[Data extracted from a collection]

--

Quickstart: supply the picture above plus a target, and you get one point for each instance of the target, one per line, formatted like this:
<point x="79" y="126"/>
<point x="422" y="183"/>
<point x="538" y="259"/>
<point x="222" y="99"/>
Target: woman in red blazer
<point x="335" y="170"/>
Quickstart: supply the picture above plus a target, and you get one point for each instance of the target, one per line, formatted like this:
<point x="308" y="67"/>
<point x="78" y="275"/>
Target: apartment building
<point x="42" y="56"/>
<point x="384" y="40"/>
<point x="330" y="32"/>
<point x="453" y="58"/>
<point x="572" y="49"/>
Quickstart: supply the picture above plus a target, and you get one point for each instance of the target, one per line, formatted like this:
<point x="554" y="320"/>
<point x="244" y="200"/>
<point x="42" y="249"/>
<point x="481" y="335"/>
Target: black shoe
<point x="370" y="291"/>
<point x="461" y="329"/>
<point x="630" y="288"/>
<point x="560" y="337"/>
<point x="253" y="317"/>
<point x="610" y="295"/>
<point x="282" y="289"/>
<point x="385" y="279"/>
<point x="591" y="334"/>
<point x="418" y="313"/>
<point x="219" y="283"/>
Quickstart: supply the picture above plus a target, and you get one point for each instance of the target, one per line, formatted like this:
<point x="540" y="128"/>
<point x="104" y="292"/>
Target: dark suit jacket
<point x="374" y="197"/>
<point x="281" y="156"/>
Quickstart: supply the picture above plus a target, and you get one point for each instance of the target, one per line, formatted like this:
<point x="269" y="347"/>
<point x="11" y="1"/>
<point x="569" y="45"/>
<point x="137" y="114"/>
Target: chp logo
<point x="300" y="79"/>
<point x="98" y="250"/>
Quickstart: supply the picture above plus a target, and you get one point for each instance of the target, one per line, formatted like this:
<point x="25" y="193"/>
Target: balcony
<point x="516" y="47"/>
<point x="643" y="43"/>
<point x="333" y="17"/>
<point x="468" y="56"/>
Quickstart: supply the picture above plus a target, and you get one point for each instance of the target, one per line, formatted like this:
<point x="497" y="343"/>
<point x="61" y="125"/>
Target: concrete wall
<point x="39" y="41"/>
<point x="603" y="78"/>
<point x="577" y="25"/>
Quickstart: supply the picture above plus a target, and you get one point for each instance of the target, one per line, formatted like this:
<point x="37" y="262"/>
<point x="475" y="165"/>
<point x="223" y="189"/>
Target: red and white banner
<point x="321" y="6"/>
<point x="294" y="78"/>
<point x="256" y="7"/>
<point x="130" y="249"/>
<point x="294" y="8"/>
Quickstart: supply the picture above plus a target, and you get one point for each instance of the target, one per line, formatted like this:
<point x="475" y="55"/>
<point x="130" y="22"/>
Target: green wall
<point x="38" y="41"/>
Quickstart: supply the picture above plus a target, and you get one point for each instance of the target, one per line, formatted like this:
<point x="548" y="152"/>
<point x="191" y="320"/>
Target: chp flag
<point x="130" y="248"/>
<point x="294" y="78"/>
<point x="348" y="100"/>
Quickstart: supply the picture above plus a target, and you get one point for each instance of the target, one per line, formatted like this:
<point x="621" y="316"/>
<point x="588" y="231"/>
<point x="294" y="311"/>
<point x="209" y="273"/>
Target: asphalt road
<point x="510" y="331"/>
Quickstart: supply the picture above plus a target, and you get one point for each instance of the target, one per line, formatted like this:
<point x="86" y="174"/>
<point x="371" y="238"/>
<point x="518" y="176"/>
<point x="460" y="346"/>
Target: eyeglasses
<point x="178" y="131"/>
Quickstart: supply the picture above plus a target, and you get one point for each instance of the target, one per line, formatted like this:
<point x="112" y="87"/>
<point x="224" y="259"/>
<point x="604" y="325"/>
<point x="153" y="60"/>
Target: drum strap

--

Make an exact copy of every record listed above.

» **Output of the exercise**:
Quickstart: supply the picture above plus a target, and you get one point for each instance of the target, one per line, formatted like this:
<point x="79" y="126"/>
<point x="422" y="183"/>
<point x="538" y="259"/>
<point x="222" y="99"/>
Target: woman in red blazer
<point x="335" y="170"/>
Quickstart: supply the picture above plus a target, and you get one point for each instance of the target, one per line, formatted like this:
<point x="308" y="67"/>
<point x="78" y="275"/>
Target: apartment building
<point x="42" y="56"/>
<point x="384" y="40"/>
<point x="330" y="32"/>
<point x="453" y="58"/>
<point x="572" y="49"/>
Quickstart: supply the picture above plus a target, and you get one point for each instance of the target, one per line, formatted like this:
<point x="554" y="320"/>
<point x="244" y="200"/>
<point x="42" y="249"/>
<point x="481" y="335"/>
Target: black shoe
<point x="370" y="291"/>
<point x="461" y="329"/>
<point x="630" y="288"/>
<point x="560" y="337"/>
<point x="253" y="317"/>
<point x="610" y="295"/>
<point x="282" y="289"/>
<point x="385" y="279"/>
<point x="591" y="334"/>
<point x="418" y="313"/>
<point x="219" y="283"/>
Quickstart: supply the picture above plus a target, and you get one point for each instance of the target, one per line, formatted like this:
<point x="540" y="128"/>
<point x="104" y="292"/>
Target: dark suit jacket
<point x="374" y="197"/>
<point x="281" y="156"/>
Quickstart: supply the picture above plus a target, and you get one point for each instance of the target, one per line, formatted like this:
<point x="269" y="347"/>
<point x="11" y="1"/>
<point x="569" y="45"/>
<point x="137" y="114"/>
Target: chp logo
<point x="300" y="79"/>
<point x="98" y="250"/>
Quickstart: supply the picture above plus a target, and you get one point for each instance of the target, one per line, formatted like this:
<point x="25" y="193"/>
Target: balcony
<point x="516" y="47"/>
<point x="643" y="43"/>
<point x="333" y="17"/>
<point x="468" y="56"/>
Quickstart: supply the picture above plus a target, and you get one point for each instance of the target, one per line, formatted like this:
<point x="497" y="343"/>
<point x="61" y="125"/>
Target: concrete wall
<point x="39" y="41"/>
<point x="603" y="78"/>
<point x="577" y="25"/>
Quickstart: supply the picture above plus a target, and you get one point for each instance of the target, one per line, formatted like this:
<point x="37" y="262"/>
<point x="475" y="165"/>
<point x="223" y="189"/>
Target: red and white banner
<point x="321" y="6"/>
<point x="294" y="78"/>
<point x="256" y="7"/>
<point x="130" y="249"/>
<point x="294" y="8"/>
Quickstart: supply the picture above plus a target, and you get one point for each instance of the target, one per line, formatted like this:
<point x="475" y="55"/>
<point x="130" y="22"/>
Target: green wall
<point x="38" y="41"/>
Quickstart: supply the picture above plus a target, and you get one point for each instance of the target, one per line, formatted like this:
<point x="548" y="152"/>
<point x="191" y="320"/>
Target: chp flag
<point x="130" y="248"/>
<point x="294" y="78"/>
<point x="348" y="100"/>
Quickstart: supply the picture above plus a target, and you get one point for each instance of the target, one per line, formatted like this:
<point x="621" y="316"/>
<point x="588" y="231"/>
<point x="294" y="311"/>
<point x="209" y="273"/>
Target: asphalt road
<point x="510" y="331"/>
Quickstart: supply the picture above plus a target, and you get one point for each instance of the target, one per line, formatted like this:
<point x="86" y="174"/>
<point x="371" y="238"/>
<point x="518" y="176"/>
<point x="460" y="346"/>
Target: eyeglasses
<point x="178" y="131"/>
Quickstart: supply the picture above plus a target, and you get one point for each instance of the target, one per line, formatted like this:
<point x="112" y="87"/>
<point x="224" y="259"/>
<point x="604" y="325"/>
<point x="153" y="60"/>
Target: drum strap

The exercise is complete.